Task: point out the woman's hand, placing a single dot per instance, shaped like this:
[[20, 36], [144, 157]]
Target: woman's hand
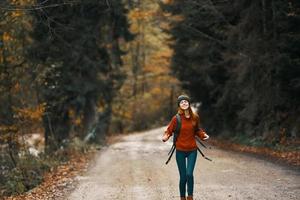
[[205, 136], [165, 138]]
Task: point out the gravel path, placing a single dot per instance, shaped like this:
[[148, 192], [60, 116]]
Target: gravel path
[[134, 169]]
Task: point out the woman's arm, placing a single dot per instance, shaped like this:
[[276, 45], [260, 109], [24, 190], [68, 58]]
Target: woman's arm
[[171, 128], [202, 134]]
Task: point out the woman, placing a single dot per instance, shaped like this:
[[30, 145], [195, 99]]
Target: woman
[[186, 147]]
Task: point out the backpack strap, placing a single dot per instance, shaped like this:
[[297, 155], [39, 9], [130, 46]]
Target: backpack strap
[[177, 129], [175, 136]]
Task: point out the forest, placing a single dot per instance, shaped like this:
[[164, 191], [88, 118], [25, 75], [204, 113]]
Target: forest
[[73, 72]]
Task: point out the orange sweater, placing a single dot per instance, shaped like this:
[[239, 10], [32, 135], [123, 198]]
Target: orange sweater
[[186, 140]]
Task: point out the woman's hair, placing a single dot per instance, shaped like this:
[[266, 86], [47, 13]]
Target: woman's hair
[[194, 116]]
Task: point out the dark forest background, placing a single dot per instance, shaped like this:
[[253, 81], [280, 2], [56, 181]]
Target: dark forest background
[[74, 71]]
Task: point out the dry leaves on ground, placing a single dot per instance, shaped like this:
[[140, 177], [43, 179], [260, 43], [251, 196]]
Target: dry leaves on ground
[[58, 181]]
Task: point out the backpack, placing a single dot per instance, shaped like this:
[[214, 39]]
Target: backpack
[[175, 136]]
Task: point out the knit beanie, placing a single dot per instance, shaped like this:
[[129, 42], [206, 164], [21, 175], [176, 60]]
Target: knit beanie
[[183, 97]]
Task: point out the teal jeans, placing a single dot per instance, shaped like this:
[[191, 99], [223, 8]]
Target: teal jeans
[[186, 163]]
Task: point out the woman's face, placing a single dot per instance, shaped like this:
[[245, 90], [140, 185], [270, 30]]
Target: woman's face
[[184, 104]]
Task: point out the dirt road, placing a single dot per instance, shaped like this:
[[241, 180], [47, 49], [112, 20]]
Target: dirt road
[[134, 169]]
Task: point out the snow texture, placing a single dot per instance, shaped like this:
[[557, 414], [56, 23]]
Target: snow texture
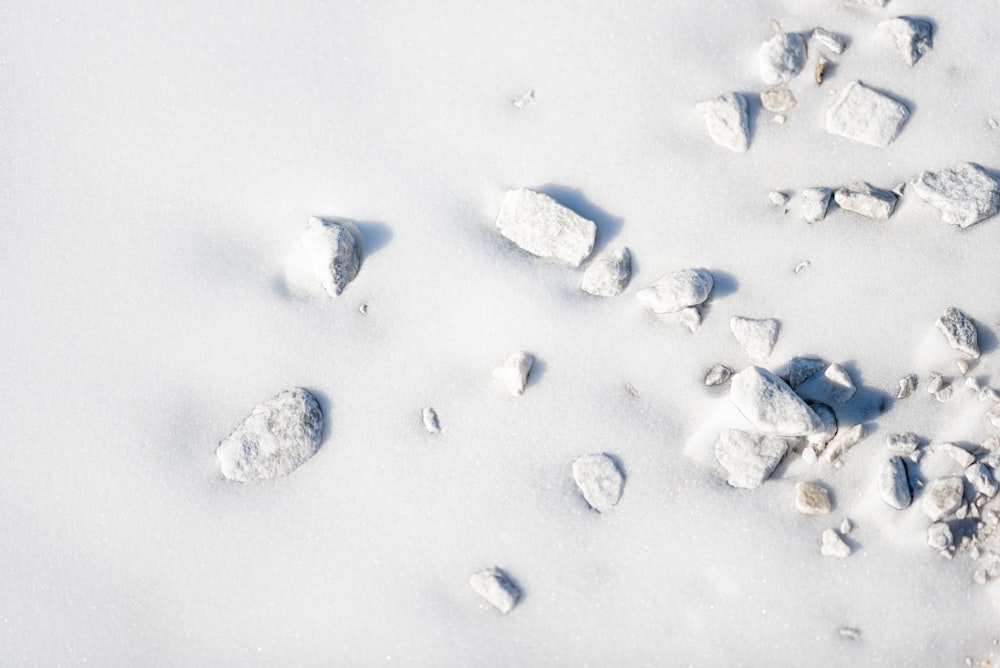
[[276, 438]]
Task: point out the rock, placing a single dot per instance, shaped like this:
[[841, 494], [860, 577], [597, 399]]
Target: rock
[[866, 116], [749, 459], [960, 331], [942, 497], [811, 499], [496, 588], [815, 202], [677, 291], [781, 58], [334, 251], [513, 373], [608, 274], [756, 336], [893, 484], [543, 227], [727, 121], [277, 437], [865, 200], [600, 481], [912, 37], [771, 405]]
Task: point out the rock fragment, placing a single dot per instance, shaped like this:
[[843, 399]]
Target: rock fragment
[[276, 438], [540, 225]]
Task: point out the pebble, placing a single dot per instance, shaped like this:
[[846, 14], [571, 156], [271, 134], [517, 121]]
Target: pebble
[[727, 121], [866, 116], [964, 194], [599, 480], [276, 438], [496, 589], [542, 226]]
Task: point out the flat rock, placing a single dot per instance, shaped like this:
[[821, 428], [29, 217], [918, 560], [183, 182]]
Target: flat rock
[[727, 121], [544, 227], [960, 331], [334, 252], [964, 194], [749, 459], [608, 274], [277, 437], [866, 116], [771, 405], [599, 480]]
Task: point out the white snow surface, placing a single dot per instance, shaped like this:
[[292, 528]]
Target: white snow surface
[[159, 162]]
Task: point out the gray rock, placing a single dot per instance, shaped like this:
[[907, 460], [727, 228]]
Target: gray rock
[[276, 438]]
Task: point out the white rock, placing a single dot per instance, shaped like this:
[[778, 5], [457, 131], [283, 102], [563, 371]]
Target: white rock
[[865, 115], [276, 438], [911, 36], [942, 497], [771, 405], [677, 291], [513, 373], [496, 588], [960, 331], [543, 227], [756, 336], [600, 481], [893, 484], [608, 274], [865, 200], [727, 121], [749, 459], [781, 58], [334, 251]]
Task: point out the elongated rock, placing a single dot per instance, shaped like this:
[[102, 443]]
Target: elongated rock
[[276, 438]]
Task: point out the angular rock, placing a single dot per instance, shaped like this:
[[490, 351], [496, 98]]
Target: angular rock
[[771, 405], [334, 252], [543, 227], [866, 116], [599, 480], [608, 274], [749, 459], [276, 438], [496, 588], [727, 121]]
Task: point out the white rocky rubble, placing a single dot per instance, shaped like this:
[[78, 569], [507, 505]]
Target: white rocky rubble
[[757, 336], [496, 588], [727, 121], [544, 227], [334, 252], [599, 480], [276, 438], [964, 194], [866, 116], [608, 273], [771, 405]]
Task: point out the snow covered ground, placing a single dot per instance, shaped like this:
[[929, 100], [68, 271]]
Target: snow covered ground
[[159, 164]]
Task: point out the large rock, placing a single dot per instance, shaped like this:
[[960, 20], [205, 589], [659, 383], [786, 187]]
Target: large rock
[[276, 438], [543, 227]]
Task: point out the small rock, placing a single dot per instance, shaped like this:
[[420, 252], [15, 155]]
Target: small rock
[[540, 225], [781, 58], [600, 481], [277, 437], [727, 121], [912, 37], [756, 336], [865, 200], [608, 274], [866, 116], [496, 588], [513, 373]]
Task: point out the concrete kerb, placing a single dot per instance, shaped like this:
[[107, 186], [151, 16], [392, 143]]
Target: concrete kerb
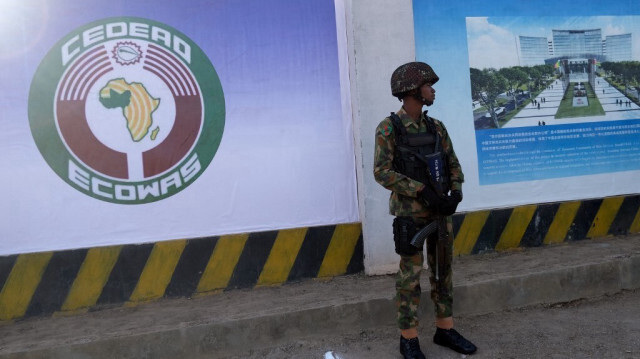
#####
▸ Exercise requirements
Wherever the word "concrete" appears in the data, return the whole line.

▸ Solution to the exercise
Task: point out the concrete kerb, placing a single dot per instance, shaped like this:
Target: concrete kerb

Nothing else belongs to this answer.